__Description of the task__: Repeat the material from the line containing "- **Object to find**: the grassy bank" through the end, inclusive, keeping every line as it appears.
━━━━━━
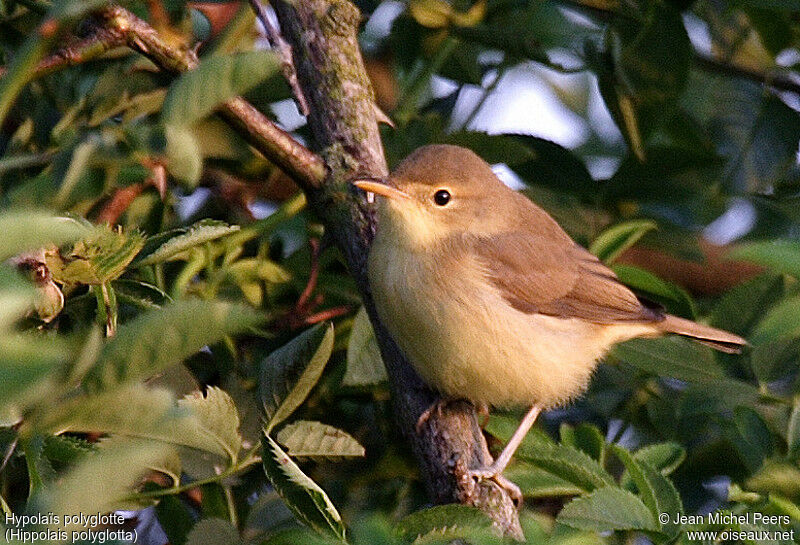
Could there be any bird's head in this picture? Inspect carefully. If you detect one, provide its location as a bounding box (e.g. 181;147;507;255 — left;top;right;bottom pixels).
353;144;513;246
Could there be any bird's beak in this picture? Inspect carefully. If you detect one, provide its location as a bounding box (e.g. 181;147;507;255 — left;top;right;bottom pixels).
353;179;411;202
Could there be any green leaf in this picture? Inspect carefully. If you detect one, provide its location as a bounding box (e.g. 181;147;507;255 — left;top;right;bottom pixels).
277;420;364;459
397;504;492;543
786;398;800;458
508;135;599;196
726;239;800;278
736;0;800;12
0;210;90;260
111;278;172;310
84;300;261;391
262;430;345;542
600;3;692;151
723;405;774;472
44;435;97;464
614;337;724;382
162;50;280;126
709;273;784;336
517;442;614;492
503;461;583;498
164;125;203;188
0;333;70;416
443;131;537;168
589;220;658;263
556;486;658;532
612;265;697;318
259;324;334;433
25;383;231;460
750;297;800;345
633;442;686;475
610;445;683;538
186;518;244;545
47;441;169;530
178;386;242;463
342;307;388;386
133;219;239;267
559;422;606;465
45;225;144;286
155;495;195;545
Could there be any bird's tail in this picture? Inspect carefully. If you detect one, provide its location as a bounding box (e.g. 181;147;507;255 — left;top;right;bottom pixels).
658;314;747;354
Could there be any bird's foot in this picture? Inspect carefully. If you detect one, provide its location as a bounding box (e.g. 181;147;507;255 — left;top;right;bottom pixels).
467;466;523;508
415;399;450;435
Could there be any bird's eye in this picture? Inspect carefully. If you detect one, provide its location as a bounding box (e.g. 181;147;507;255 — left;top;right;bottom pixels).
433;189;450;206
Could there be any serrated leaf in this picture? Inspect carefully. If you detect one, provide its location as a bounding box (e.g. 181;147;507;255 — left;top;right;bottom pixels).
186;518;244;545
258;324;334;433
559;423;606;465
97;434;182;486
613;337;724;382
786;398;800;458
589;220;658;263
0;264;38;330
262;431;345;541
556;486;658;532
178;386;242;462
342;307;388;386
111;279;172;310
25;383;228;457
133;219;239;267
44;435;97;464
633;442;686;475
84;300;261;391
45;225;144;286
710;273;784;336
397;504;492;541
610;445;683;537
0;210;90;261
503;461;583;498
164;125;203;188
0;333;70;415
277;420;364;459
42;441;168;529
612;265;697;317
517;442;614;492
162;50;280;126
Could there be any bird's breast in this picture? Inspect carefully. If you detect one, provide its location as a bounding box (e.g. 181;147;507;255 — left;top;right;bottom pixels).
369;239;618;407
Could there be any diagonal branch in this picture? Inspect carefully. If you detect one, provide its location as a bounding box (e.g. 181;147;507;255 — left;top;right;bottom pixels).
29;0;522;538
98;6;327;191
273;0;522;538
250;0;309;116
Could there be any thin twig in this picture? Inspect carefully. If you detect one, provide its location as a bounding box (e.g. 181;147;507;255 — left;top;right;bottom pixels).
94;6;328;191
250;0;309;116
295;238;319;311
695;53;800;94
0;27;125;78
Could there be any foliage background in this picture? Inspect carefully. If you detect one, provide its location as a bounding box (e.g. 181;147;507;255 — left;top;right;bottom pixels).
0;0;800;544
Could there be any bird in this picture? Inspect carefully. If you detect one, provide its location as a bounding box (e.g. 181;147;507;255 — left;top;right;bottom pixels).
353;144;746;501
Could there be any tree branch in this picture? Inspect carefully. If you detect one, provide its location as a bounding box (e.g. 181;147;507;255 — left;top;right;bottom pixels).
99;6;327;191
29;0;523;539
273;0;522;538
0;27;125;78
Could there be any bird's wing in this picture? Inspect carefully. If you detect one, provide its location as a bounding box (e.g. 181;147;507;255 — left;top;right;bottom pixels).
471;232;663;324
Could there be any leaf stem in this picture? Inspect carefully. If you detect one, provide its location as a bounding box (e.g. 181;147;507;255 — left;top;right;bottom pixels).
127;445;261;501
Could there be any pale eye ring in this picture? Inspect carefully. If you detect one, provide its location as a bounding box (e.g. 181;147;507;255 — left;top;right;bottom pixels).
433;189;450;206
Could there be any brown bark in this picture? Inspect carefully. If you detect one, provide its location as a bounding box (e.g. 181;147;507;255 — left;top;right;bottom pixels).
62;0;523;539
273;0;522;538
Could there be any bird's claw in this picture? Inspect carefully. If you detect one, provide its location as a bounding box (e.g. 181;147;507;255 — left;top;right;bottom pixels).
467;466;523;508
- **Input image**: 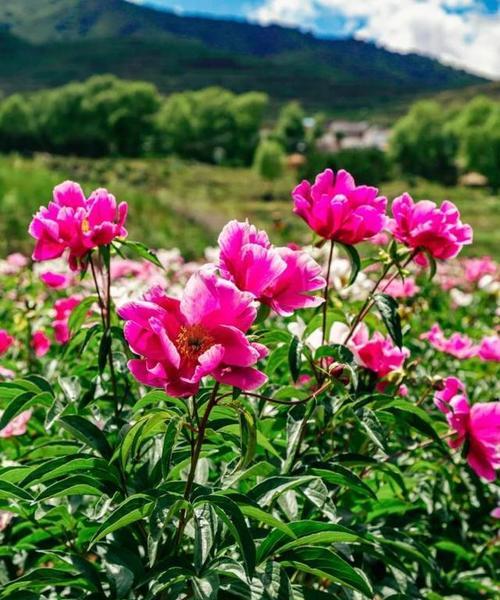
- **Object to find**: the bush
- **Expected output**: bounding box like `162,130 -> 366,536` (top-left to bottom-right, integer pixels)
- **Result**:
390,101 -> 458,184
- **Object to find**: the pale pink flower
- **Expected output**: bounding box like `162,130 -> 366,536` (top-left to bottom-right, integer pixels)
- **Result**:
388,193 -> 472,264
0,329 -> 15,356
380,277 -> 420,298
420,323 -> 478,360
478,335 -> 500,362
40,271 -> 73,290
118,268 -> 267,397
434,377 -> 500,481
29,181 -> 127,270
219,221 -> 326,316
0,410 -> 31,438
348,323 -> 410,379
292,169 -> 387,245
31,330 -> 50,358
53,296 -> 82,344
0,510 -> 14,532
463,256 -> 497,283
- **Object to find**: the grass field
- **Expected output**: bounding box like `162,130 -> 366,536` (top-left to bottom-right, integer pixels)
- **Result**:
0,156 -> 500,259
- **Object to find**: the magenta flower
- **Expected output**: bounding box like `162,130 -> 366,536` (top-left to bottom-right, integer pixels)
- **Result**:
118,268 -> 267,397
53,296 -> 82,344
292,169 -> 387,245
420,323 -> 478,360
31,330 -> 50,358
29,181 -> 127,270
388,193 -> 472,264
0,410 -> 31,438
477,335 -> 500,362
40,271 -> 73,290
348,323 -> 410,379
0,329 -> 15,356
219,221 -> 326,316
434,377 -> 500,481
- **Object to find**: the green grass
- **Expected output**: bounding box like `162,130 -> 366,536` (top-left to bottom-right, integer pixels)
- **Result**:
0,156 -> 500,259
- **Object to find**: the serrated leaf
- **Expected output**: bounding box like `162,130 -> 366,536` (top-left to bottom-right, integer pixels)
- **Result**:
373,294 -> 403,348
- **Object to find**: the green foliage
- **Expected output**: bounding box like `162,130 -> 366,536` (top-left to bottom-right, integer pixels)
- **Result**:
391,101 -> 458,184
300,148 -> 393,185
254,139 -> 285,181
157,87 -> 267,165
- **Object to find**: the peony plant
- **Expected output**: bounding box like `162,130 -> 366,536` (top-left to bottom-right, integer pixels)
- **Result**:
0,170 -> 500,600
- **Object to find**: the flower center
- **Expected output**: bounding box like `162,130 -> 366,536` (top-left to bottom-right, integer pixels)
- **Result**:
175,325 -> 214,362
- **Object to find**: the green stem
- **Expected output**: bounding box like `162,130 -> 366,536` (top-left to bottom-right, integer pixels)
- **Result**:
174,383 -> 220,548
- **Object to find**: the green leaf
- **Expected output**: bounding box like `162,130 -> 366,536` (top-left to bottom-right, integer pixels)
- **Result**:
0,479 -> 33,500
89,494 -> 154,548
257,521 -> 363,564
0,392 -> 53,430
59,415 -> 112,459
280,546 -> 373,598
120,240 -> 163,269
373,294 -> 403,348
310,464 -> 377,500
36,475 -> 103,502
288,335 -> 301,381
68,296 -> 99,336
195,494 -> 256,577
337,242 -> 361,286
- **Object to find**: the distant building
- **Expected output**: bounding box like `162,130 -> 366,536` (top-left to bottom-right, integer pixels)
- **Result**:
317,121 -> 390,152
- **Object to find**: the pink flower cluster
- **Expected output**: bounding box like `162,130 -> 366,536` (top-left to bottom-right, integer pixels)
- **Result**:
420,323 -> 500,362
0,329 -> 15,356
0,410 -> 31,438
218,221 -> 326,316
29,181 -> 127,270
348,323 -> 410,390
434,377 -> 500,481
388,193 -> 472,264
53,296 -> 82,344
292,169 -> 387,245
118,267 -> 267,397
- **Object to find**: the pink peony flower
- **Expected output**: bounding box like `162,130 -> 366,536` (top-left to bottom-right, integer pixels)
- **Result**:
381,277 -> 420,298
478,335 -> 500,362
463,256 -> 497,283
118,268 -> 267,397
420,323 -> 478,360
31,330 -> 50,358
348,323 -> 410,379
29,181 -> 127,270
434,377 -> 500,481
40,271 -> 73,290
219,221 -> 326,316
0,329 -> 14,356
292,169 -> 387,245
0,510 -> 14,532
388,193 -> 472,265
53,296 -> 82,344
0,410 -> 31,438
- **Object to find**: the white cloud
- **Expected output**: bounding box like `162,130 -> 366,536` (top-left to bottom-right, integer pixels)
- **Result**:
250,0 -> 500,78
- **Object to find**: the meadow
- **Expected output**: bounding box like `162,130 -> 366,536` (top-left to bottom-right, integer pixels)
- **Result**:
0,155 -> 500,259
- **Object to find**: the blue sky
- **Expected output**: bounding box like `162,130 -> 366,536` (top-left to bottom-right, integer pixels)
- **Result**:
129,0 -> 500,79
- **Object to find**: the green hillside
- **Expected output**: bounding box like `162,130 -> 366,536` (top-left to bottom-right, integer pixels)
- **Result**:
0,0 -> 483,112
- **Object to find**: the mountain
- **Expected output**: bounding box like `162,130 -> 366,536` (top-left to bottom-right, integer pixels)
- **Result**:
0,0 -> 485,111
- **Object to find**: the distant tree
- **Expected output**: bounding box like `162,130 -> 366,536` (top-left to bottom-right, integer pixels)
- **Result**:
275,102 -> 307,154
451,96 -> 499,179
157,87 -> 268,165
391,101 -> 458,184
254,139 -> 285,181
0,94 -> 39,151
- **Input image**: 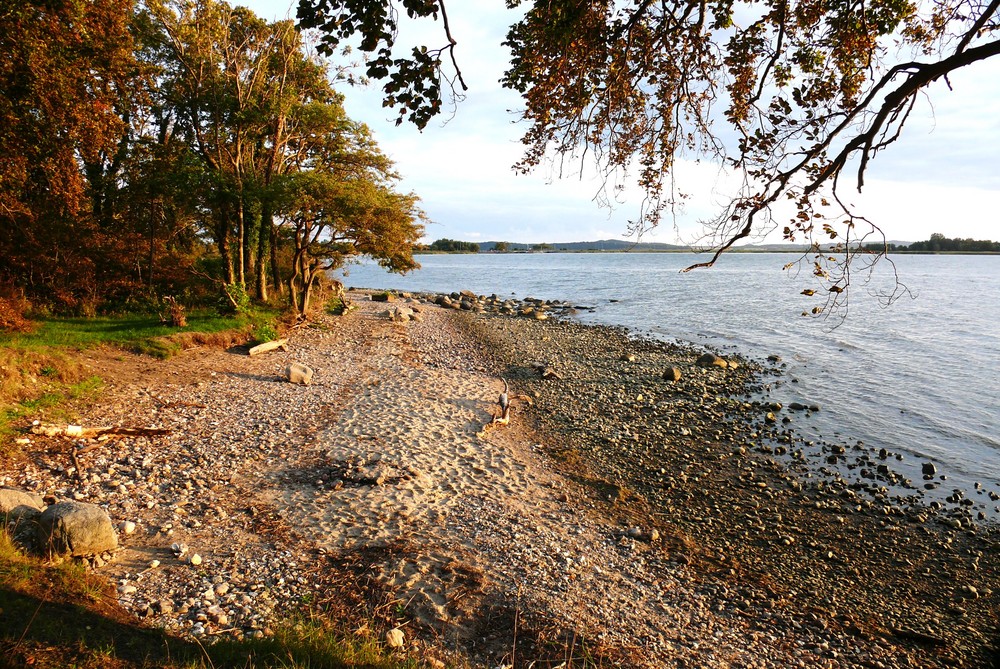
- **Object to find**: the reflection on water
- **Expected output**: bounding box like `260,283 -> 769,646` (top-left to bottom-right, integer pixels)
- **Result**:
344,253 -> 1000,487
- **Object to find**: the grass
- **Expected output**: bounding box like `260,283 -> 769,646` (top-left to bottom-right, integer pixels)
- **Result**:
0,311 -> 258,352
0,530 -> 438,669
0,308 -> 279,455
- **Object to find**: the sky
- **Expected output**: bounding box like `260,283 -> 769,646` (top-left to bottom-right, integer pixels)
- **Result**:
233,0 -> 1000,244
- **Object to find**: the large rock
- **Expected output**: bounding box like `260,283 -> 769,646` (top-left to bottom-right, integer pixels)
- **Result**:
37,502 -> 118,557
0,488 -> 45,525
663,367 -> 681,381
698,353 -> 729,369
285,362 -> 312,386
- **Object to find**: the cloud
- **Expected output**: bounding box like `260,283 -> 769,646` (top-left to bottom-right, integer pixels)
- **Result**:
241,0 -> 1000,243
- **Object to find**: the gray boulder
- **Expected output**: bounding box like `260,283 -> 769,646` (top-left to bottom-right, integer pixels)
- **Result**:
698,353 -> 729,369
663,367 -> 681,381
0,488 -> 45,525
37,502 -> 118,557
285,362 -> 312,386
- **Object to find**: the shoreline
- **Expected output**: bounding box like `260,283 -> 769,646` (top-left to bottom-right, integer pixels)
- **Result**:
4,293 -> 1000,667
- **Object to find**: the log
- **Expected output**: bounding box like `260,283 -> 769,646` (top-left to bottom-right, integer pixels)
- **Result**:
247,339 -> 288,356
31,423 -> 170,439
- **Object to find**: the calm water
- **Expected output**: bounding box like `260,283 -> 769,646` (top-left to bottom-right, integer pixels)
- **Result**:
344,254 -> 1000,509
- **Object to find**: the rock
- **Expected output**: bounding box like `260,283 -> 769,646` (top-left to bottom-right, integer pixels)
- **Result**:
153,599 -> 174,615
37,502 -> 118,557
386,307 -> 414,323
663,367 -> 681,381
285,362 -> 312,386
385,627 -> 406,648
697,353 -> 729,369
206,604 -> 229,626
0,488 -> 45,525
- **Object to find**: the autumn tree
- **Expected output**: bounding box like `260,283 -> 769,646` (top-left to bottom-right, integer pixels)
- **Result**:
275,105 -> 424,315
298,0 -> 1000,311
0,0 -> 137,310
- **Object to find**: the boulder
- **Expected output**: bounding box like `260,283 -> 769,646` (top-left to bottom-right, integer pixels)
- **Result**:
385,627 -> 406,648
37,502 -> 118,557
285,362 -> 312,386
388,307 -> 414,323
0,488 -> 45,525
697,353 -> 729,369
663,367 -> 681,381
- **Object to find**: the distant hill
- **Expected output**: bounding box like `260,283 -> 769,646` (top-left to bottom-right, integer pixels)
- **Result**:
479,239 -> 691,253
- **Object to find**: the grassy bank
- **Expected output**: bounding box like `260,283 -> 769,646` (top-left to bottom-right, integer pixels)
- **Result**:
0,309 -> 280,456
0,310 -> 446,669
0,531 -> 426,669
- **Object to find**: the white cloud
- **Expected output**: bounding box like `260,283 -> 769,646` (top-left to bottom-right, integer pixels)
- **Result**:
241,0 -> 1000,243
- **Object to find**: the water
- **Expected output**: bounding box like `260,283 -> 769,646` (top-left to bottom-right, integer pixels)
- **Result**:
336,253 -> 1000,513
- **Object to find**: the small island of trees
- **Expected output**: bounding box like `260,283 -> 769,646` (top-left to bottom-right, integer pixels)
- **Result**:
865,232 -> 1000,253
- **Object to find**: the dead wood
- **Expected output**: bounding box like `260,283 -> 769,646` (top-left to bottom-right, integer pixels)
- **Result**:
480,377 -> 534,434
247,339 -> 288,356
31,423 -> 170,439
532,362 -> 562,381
━━━━━━
__Result__:
- **Object to find**: the grassy bank
- **Expected output**: bounding box like `260,283 -> 769,646` (top-left to bottom-right, integer pixels)
- **Result**:
0,309 -> 280,456
0,310 -> 446,669
0,531 -> 426,669
- **Object to find**: the white cloud
- **Expected output**: bounding box like `260,283 -> 769,646` (top-left to bottom-right, integer pixels)
- **Result**:
241,0 -> 1000,243
- **Object to find**: the water
- **Expected output**: bounding box like `260,283 -> 769,646` (top-left to bottom-right, integer pixels)
- **Result**:
336,253 -> 1000,513
- **Object to find**: the small island of trees
- **Expected output**: bounding box like `260,283 -> 769,646` (top-left to bottom-right, integer pixels)
- **Result**:
865,232 -> 1000,253
- **Object to find**: the dead wood
- **Expected output**: bounding box like `260,283 -> 769,646` (top-left to bottom-right, integer pixels)
- **Result**:
480,377 -> 534,434
247,339 -> 288,356
31,423 -> 170,439
532,362 -> 562,381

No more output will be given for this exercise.